Excerpt.
— START —

Food News

Every Doughnut at Fills, Ranked

What you need to know about Portland's first Berliner shop (yes, you want the maple bacon butterscotch).

By Karen Brooks

Portland doesn’t need more point-of-view doughnuts. Auteur visions are everywhere, from Pip’s made-to-order, community-minded minis to Matta’s electric green pandan beauties. We just want them. Especially now. Dear god, especially now.

So, of course, we had to taste—and rank—everything at Fills, which opened downtown in mid-October. Quick conclusion: Portland’s charming donutland has a new destination – the first local shop to stake its reputation the Berliner school of doughnut thought.   

The Berliner is known throughout Germany under different names (don't get us started). You may know it as a jelly donut – a German invention first recorded in the cookbook, Kuchenmeisterei (Mastery of the Kitchen) in 1485. Think fist-sized, yeast-raised, deep-fried bun hiding an ooze of jelly, custard, or sweet cream, its rounded surface glazed or sugared, and no holes allowed. That’s the classic definition and the jumping off point for Fills,  a contemporary shop gambling all on quality ingredients, hand-formed doughnuts, and creative fillings.

— END —

Set of tasks.
**a.** Say whether each statement agrees with the article about Fills doughnuts. Answer yes or no for each and quote the words from the article that decide it.
(i) Fills opened downtown in mid-October.
(ii) The Berliner was first recorded in a French cookbook.
(iii) A classic Berliner has a hole in the middle.
**b.** Resume the article about Fills doughnuts after its last sentence, in the same voice.

Listed entries.
— START —

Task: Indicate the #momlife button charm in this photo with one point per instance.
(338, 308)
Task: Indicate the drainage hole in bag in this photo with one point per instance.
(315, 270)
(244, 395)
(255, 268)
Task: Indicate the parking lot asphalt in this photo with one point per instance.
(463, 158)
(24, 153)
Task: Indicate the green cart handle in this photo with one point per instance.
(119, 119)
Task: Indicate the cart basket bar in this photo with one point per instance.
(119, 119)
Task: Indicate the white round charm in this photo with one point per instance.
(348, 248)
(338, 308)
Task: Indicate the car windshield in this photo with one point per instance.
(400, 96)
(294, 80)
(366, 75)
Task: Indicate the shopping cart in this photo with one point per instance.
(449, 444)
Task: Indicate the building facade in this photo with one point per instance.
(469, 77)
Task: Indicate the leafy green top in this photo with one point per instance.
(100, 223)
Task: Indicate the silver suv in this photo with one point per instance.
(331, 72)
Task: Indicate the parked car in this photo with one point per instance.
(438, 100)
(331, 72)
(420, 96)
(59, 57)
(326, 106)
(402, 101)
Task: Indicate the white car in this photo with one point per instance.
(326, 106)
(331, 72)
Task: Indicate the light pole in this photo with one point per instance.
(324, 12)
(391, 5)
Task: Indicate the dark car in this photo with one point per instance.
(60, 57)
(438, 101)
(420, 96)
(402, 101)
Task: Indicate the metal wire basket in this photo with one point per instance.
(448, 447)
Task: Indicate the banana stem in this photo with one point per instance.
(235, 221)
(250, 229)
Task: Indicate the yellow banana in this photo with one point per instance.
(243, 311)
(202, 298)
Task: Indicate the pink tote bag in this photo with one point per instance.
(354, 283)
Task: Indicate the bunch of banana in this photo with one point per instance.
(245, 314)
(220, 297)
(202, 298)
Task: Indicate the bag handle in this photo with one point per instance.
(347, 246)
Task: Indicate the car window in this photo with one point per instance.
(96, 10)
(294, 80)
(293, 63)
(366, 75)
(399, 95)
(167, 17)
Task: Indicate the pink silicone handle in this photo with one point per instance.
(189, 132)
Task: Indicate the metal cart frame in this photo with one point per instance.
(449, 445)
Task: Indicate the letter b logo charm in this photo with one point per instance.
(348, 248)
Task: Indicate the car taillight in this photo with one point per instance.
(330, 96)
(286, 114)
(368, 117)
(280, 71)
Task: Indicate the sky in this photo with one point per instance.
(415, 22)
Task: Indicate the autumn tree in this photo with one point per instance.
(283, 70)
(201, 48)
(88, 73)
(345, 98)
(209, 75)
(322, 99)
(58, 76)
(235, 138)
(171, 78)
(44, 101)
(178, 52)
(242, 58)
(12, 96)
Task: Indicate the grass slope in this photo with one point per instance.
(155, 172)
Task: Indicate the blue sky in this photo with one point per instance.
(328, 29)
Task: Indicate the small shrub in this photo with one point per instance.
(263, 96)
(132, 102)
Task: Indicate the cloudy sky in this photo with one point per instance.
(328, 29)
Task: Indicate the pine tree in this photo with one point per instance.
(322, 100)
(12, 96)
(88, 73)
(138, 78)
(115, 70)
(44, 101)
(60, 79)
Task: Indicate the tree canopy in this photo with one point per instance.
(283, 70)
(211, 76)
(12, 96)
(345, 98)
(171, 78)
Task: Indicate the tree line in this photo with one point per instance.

— END —

Responses by task.
**a.**
(i) Yes: "which opened downtown in mid-October"
(ii) No: "a German invention first recorded in the cookbook, Kuchenmeisterei (Mastery of the Kitchen) in 1485"
(iii) No: "and no holes allowed"

**b.**
So far, the more untraditional flavors rule. But even when playful, Fills doughnuts taste refined. Despite their ample size, they're neither heavy nor cloying, keeping sugar levels in check. The buns, made with a natural levain starter, are pillowy enough to sleep on. But fillings are the star here, seven options for now, plus seasonal specials and wild cards.

Ideas are forged in an unexpected think tank. At the helm: 30-year-old Los Angeles bakery alum Katherine Benvenuti, with her heaven-forbid-an-ingredient-comes-from-a-jar ethos, and veteran Portland chef Leather Storrs, the funny, freewheeling co-host of Cooked with Cannabis.  Benvenuti, it should be noted, is currently crushing it at her new Bakery at Bar King.

“It’s important to do fun things,” says Storrs, formerly the chef of Noble Rot and the short-lived molecular cooking misfire, Rocket. “But deliciousness is more important. No cereal toppings for us. We like being seasonal; we like an evolving menu.”

Still, I’m most excited about Storrs' daring savory experiments. Like, hello pimento cheese Berliner. This might be a world’s first.  Recently, Storrs busted out a mod chicken liver mousse Berliner, its exterior iced in fruity grape moustarda and fried onions. Bring it on! Also watch for breakfast eggs sandos made on a plain, sliced Berliner.

For weeks now, I've been test-driving Fills' collection, aided by two members of my quarantine house posse,  Julien and Hannah. Here’s how they stacked up.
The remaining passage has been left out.